* [WRITTEN TASK]:
Put the stretch of material from the line containing "Compliance review item #7: evidence of stone wall" through the line containing "[644, 444, 659, 482]" into a numbered list, leaving out any blank lines.

* [ENTRIES PROVIDED]:
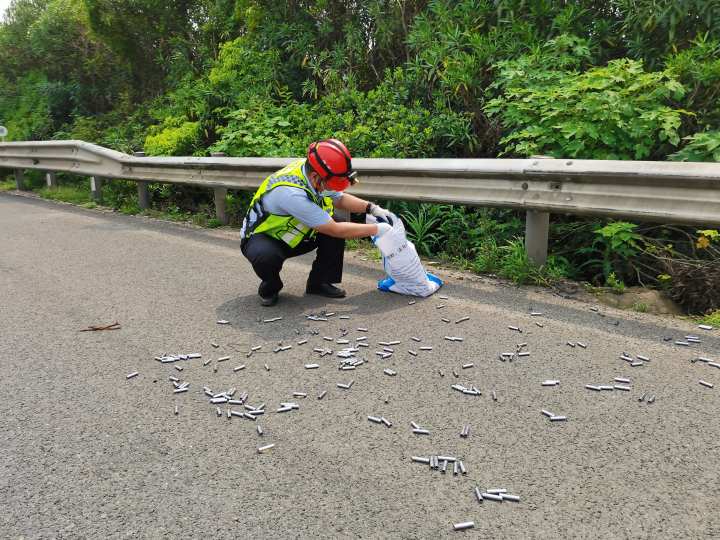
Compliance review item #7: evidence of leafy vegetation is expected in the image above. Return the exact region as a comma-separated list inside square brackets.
[0, 0, 720, 312]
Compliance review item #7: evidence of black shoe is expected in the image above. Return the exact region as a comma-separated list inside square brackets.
[305, 283, 345, 298]
[260, 293, 279, 307]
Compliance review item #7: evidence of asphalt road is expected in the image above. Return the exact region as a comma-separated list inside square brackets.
[0, 195, 720, 538]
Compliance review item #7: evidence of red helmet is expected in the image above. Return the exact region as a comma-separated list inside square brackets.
[308, 139, 357, 191]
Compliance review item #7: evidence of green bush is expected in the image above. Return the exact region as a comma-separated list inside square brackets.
[485, 54, 684, 159]
[145, 117, 200, 156]
[670, 131, 720, 162]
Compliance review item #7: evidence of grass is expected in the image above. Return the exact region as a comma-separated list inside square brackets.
[37, 186, 90, 204]
[0, 180, 15, 191]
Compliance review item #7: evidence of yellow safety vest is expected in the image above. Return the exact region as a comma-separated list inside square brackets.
[242, 159, 333, 248]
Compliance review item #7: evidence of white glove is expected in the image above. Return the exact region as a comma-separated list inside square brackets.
[373, 222, 392, 238]
[370, 204, 393, 225]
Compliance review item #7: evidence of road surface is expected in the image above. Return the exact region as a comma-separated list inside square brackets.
[0, 194, 720, 538]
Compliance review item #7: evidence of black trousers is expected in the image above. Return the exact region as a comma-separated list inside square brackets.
[240, 233, 345, 298]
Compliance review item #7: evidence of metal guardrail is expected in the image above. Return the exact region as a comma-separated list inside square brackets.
[0, 141, 720, 262]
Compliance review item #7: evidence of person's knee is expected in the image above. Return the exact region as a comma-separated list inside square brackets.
[250, 250, 285, 272]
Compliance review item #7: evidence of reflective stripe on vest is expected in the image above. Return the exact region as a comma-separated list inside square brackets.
[241, 159, 333, 247]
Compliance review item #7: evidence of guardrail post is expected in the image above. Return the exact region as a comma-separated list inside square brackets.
[525, 210, 550, 265]
[133, 152, 150, 210]
[215, 188, 228, 225]
[138, 180, 150, 210]
[90, 176, 103, 203]
[15, 169, 27, 191]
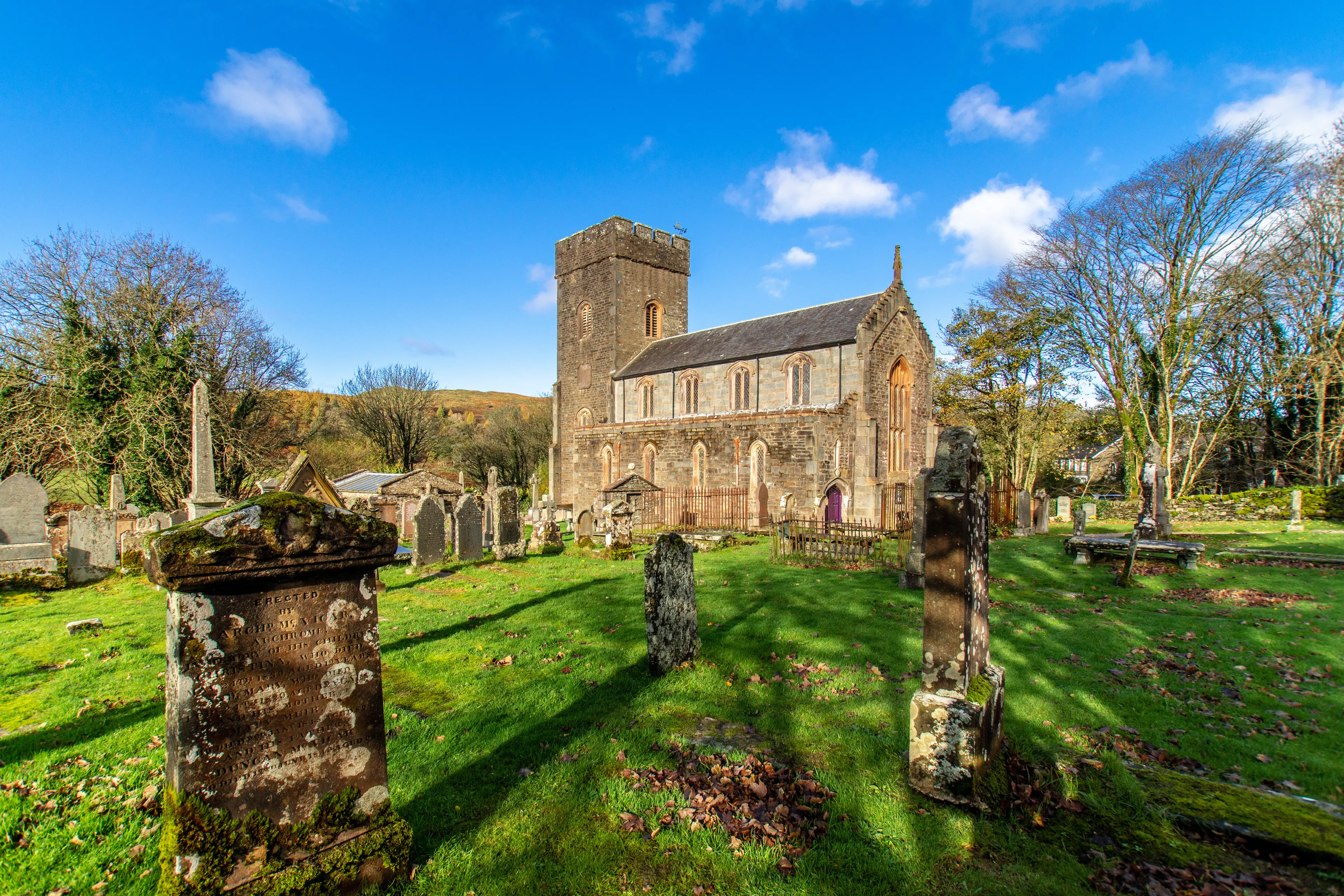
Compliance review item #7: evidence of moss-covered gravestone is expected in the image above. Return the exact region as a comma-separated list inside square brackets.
[145, 492, 410, 896]
[910, 426, 1005, 803]
[644, 532, 700, 676]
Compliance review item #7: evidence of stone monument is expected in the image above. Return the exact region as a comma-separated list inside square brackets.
[66, 504, 117, 584]
[1283, 489, 1306, 532]
[1012, 489, 1035, 539]
[493, 485, 527, 560]
[145, 492, 410, 893]
[453, 493, 483, 560]
[183, 380, 224, 520]
[644, 532, 700, 676]
[0, 473, 59, 587]
[411, 494, 446, 566]
[910, 426, 1005, 805]
[901, 466, 933, 591]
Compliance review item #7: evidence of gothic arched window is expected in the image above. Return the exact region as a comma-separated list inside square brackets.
[579, 302, 593, 338]
[887, 357, 910, 473]
[731, 367, 751, 411]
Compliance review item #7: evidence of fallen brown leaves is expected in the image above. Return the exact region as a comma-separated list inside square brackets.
[620, 742, 835, 873]
[1090, 862, 1304, 896]
[1158, 588, 1316, 607]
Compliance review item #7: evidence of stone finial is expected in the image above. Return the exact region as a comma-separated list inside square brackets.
[644, 532, 700, 676]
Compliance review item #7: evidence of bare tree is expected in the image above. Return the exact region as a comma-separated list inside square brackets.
[1017, 122, 1296, 493]
[0, 230, 307, 506]
[340, 364, 438, 473]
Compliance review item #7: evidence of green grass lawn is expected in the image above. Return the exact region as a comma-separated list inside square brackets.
[0, 524, 1344, 896]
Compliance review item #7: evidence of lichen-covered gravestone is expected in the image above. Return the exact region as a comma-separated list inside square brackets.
[644, 532, 700, 676]
[910, 426, 1005, 803]
[0, 473, 59, 587]
[145, 492, 410, 896]
[453, 493, 483, 560]
[411, 494, 446, 566]
[66, 505, 117, 584]
[1012, 489, 1035, 539]
[495, 485, 527, 560]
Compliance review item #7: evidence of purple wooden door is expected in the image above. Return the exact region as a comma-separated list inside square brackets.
[827, 485, 841, 523]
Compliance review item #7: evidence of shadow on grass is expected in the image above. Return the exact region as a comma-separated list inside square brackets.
[0, 700, 164, 766]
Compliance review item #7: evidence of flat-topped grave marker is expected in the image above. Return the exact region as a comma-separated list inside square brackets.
[145, 492, 410, 893]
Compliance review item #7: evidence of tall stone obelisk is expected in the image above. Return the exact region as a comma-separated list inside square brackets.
[181, 380, 224, 520]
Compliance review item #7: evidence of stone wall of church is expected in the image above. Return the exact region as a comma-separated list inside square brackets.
[568, 395, 855, 512]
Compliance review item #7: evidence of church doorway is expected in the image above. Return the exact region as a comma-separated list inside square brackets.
[827, 485, 844, 523]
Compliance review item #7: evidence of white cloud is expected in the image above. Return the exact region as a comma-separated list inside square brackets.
[625, 3, 704, 75]
[1055, 40, 1171, 102]
[275, 194, 327, 224]
[206, 50, 345, 154]
[947, 85, 1046, 144]
[766, 246, 817, 270]
[808, 224, 853, 248]
[1214, 71, 1344, 142]
[724, 130, 903, 223]
[938, 177, 1059, 267]
[523, 263, 555, 314]
[947, 40, 1171, 144]
[402, 336, 453, 357]
[630, 137, 659, 159]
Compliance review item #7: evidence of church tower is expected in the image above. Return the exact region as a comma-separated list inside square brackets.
[550, 218, 691, 512]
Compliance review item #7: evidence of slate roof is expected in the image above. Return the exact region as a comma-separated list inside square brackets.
[616, 293, 882, 379]
[332, 470, 410, 492]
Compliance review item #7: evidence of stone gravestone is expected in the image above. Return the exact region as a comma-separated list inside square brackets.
[901, 468, 933, 591]
[493, 485, 527, 560]
[644, 532, 700, 676]
[411, 494, 446, 566]
[0, 473, 56, 579]
[145, 492, 410, 893]
[1283, 489, 1306, 532]
[453, 493, 483, 560]
[910, 426, 1005, 805]
[1012, 489, 1035, 539]
[1035, 489, 1050, 535]
[107, 473, 126, 510]
[183, 380, 224, 520]
[66, 505, 117, 584]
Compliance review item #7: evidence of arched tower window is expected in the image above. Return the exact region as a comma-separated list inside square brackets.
[681, 373, 700, 414]
[887, 357, 910, 473]
[579, 302, 593, 338]
[789, 360, 812, 404]
[640, 380, 653, 418]
[730, 367, 751, 411]
[644, 444, 659, 482]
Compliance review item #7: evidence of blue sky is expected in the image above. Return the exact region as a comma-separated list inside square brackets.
[0, 0, 1344, 394]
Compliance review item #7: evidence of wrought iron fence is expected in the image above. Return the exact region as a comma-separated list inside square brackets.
[770, 516, 910, 566]
[634, 486, 755, 532]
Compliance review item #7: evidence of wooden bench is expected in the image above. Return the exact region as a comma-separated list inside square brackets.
[1064, 535, 1204, 569]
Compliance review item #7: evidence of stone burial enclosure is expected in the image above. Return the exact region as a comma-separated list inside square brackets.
[145, 492, 410, 893]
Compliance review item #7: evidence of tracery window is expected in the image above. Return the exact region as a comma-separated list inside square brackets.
[789, 360, 812, 404]
[681, 375, 700, 414]
[733, 367, 751, 411]
[579, 302, 593, 338]
[887, 357, 910, 473]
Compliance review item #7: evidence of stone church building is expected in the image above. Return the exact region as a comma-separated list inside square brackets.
[550, 218, 937, 521]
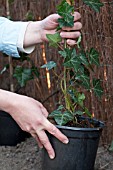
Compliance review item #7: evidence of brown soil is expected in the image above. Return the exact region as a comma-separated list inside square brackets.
[0, 138, 113, 170]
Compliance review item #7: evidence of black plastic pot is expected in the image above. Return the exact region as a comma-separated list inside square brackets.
[0, 111, 30, 146]
[42, 117, 104, 170]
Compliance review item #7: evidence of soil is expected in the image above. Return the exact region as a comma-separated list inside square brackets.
[0, 137, 113, 170]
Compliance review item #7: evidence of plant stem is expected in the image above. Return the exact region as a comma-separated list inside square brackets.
[6, 0, 14, 92]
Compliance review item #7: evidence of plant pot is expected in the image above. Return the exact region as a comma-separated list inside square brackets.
[0, 111, 30, 146]
[42, 117, 104, 170]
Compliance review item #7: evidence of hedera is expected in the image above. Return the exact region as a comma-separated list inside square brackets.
[42, 0, 103, 125]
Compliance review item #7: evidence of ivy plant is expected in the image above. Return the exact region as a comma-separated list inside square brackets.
[0, 53, 39, 90]
[42, 0, 103, 125]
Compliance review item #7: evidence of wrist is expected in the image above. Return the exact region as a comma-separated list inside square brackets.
[24, 21, 42, 48]
[0, 89, 16, 114]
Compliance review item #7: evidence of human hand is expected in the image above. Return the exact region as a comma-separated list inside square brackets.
[0, 90, 68, 159]
[40, 12, 82, 45]
[24, 12, 82, 47]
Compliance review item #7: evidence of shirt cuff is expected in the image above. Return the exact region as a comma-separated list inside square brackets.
[17, 22, 35, 54]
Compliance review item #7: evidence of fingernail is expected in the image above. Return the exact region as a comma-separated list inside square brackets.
[63, 139, 69, 144]
[50, 155, 54, 159]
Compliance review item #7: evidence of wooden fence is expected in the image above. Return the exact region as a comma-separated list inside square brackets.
[0, 0, 113, 144]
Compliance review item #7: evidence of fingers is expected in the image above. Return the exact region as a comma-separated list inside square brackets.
[73, 12, 81, 21]
[67, 39, 77, 46]
[45, 120, 69, 144]
[37, 130, 55, 159]
[60, 31, 81, 39]
[31, 133, 43, 148]
[36, 119, 69, 159]
[62, 22, 82, 31]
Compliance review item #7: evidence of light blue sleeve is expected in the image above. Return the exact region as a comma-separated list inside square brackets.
[0, 17, 21, 57]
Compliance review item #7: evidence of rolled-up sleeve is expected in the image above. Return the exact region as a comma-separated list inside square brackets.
[0, 17, 34, 57]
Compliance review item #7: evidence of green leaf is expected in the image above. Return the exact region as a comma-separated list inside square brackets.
[77, 35, 82, 48]
[41, 61, 56, 70]
[74, 110, 84, 116]
[0, 64, 9, 74]
[46, 33, 62, 47]
[49, 109, 73, 125]
[13, 66, 33, 87]
[78, 93, 85, 107]
[85, 107, 92, 118]
[93, 79, 103, 98]
[75, 72, 90, 90]
[83, 0, 104, 12]
[58, 50, 67, 58]
[57, 0, 74, 29]
[31, 67, 40, 78]
[63, 48, 81, 72]
[88, 48, 100, 66]
[78, 51, 89, 66]
[109, 141, 113, 152]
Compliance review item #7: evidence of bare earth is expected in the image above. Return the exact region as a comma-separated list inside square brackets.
[0, 138, 113, 170]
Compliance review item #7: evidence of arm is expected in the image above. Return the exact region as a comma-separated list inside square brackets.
[0, 12, 82, 158]
[0, 12, 82, 57]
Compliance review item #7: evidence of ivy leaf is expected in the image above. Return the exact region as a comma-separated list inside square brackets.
[88, 48, 100, 66]
[78, 51, 89, 66]
[85, 107, 92, 118]
[13, 66, 33, 87]
[0, 64, 9, 74]
[57, 0, 74, 29]
[31, 67, 40, 78]
[49, 109, 73, 126]
[109, 141, 113, 152]
[78, 93, 85, 107]
[93, 79, 103, 98]
[46, 33, 62, 47]
[41, 61, 56, 70]
[74, 110, 84, 116]
[83, 0, 104, 12]
[64, 48, 81, 72]
[75, 72, 90, 90]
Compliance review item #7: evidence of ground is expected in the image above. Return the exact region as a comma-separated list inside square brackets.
[0, 138, 113, 170]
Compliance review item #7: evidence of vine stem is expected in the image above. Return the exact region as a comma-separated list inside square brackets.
[6, 0, 14, 92]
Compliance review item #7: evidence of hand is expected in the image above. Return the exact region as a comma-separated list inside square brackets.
[0, 90, 68, 159]
[24, 12, 82, 47]
[41, 12, 82, 45]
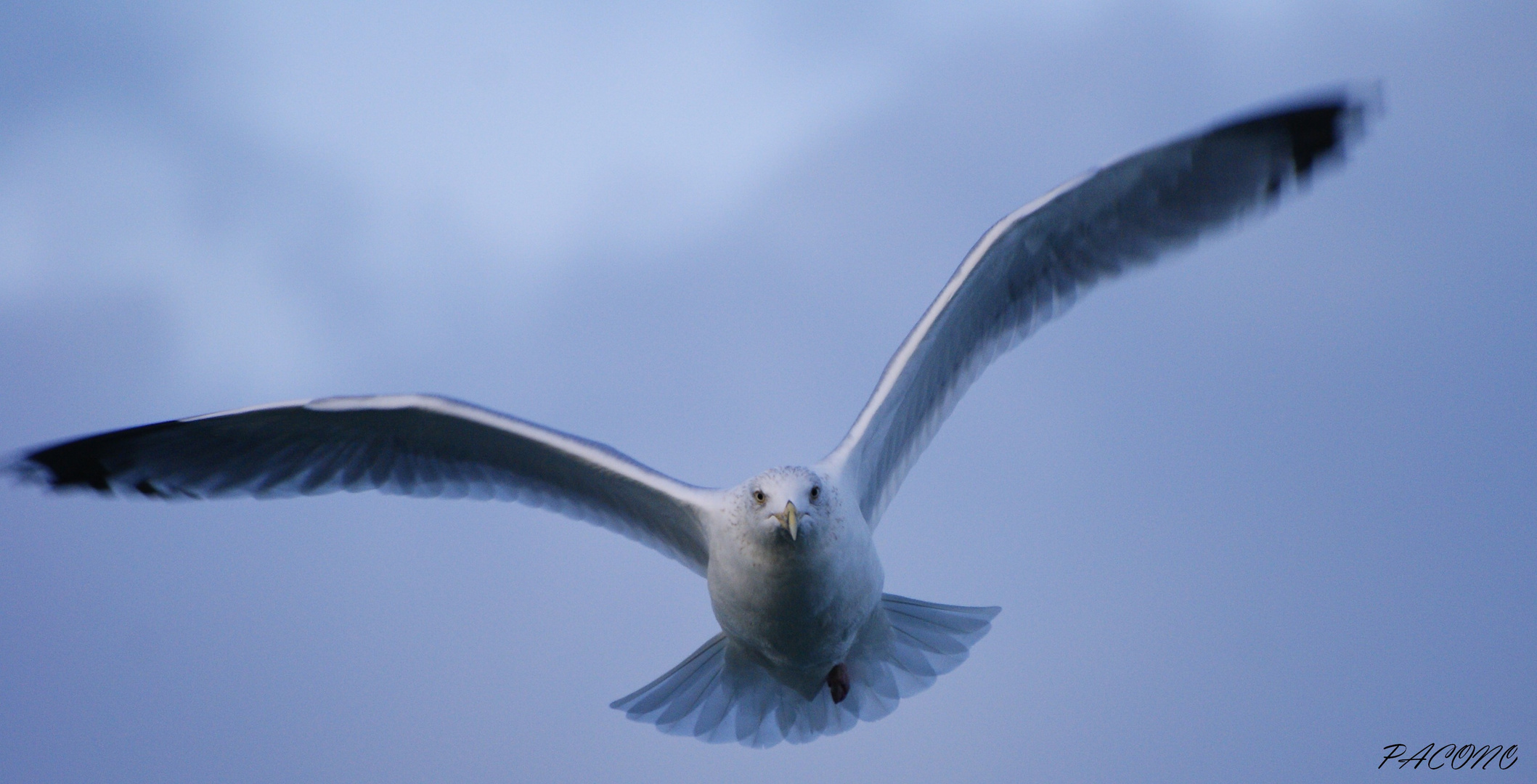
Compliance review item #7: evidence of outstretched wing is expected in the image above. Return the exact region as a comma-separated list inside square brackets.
[820, 91, 1365, 526]
[15, 395, 709, 575]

* [RESPONSE]:
1. Compliance review item #7: evidence of stone wall of church is expected in the image above. Return the exact region as a comma-separated list inside square brackets.
2. [568, 395, 855, 512]
3. Compliance review item #7: evidence of church doorway is expected in the image above. Return the exact region as a comma-separated list inside square brackets.
4. [827, 485, 844, 523]
5. Compliance review item #7: evidence of white cloud is expected in the image above. Return the exact region as a comma-separated list inside square brackets.
6. [625, 3, 704, 75]
7. [1055, 40, 1171, 102]
8. [275, 194, 327, 224]
9. [206, 50, 345, 154]
10. [947, 85, 1046, 144]
11. [766, 246, 817, 270]
12. [808, 224, 853, 248]
13. [1214, 71, 1344, 142]
14. [724, 130, 903, 223]
15. [938, 177, 1059, 267]
16. [523, 263, 555, 314]
17. [947, 40, 1171, 144]
18. [402, 336, 453, 357]
19. [630, 137, 659, 159]
20. Compliance review item #7: evidence of church tower is expected in the image above. Return the exact region as a comma-separated list inside square brackets.
21. [550, 218, 691, 512]
22. Compliance review item #7: evidence of slate roof is expected in the image above. Return the exact region as a comma-separated list inside square brackets.
23. [616, 293, 882, 379]
24. [332, 470, 410, 492]
25. Compliance review item #7: evidence of stone gravestone is expected in the image above. Return the exact region as a comma-separated list inside square brackets.
26. [901, 468, 933, 591]
27. [493, 485, 527, 560]
28. [644, 532, 700, 676]
29. [411, 494, 446, 566]
30. [0, 473, 56, 579]
31. [145, 492, 410, 893]
32. [1283, 489, 1306, 532]
33. [453, 493, 483, 560]
34. [910, 426, 1005, 805]
35. [1012, 489, 1035, 539]
36. [1035, 489, 1050, 535]
37. [107, 473, 126, 510]
38. [183, 380, 224, 520]
39. [66, 505, 117, 584]
40. Compliance review item #7: evidence of arched tower window is expected in the image above. Return the exact region as a comma-separated list inside square brackets.
41. [681, 373, 700, 414]
42. [887, 357, 910, 473]
43. [579, 302, 593, 338]
44. [789, 360, 812, 404]
45. [640, 380, 653, 418]
46. [730, 367, 751, 411]
47. [644, 444, 659, 482]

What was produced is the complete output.